» **WHAT TO PRODUCE**
Identify every line in the rows below that contains the word "jersey", and copy each of those lines.

» **GIVEN ENTRIES**
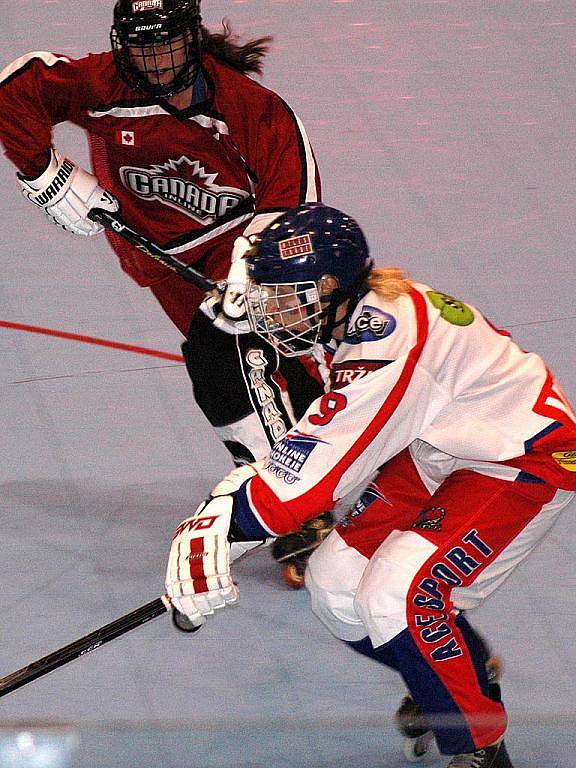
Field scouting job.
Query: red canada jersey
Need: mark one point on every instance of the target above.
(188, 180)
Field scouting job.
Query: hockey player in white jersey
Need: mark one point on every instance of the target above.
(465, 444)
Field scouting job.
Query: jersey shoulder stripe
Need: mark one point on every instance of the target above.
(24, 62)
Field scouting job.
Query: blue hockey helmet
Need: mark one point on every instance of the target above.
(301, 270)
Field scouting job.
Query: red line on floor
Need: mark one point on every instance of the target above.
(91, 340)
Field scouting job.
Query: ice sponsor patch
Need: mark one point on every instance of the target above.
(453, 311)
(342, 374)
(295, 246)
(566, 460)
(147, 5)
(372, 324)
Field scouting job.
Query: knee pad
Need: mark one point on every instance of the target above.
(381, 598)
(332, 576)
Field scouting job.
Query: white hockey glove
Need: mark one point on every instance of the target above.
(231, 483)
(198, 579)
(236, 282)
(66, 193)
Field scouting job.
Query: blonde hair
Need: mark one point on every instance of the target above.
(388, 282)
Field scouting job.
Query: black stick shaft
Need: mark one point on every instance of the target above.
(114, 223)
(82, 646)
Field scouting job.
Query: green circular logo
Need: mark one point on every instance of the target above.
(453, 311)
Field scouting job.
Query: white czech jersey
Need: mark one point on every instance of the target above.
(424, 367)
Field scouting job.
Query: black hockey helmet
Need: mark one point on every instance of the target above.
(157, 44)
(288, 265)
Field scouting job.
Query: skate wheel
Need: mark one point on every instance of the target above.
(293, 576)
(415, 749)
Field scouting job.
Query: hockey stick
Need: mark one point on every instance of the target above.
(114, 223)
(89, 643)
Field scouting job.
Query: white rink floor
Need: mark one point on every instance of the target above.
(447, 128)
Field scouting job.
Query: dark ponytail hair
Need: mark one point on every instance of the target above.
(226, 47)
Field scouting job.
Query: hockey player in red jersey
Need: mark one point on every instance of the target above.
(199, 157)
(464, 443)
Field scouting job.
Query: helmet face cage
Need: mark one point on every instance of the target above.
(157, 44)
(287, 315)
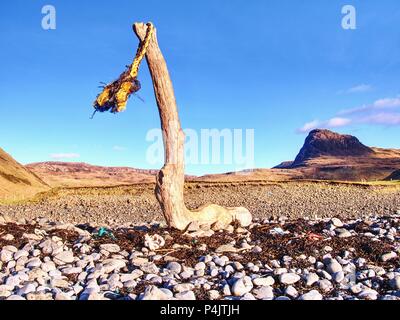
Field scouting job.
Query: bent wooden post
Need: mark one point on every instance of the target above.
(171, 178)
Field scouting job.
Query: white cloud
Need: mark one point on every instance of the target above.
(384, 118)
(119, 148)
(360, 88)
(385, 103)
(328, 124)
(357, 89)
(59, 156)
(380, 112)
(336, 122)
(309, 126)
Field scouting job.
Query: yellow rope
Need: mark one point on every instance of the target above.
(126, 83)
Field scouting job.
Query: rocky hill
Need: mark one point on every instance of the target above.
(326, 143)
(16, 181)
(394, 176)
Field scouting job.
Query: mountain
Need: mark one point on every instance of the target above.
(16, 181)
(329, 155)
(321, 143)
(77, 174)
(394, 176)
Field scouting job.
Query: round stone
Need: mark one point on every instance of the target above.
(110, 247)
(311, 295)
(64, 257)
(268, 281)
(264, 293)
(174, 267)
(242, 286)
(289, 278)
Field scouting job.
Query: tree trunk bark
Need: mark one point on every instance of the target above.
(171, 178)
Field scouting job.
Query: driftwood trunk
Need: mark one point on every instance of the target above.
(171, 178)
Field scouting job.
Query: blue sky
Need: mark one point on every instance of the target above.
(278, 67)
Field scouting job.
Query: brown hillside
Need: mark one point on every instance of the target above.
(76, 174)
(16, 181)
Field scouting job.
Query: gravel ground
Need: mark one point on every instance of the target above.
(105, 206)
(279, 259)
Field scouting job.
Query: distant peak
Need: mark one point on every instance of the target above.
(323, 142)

» **FULL RESPONSE**
Query: red canada jersey
Query: hockey player in white jersey
Query: jersey shoulder stripe
Query: white czech jersey
Query: hockey player in red jersey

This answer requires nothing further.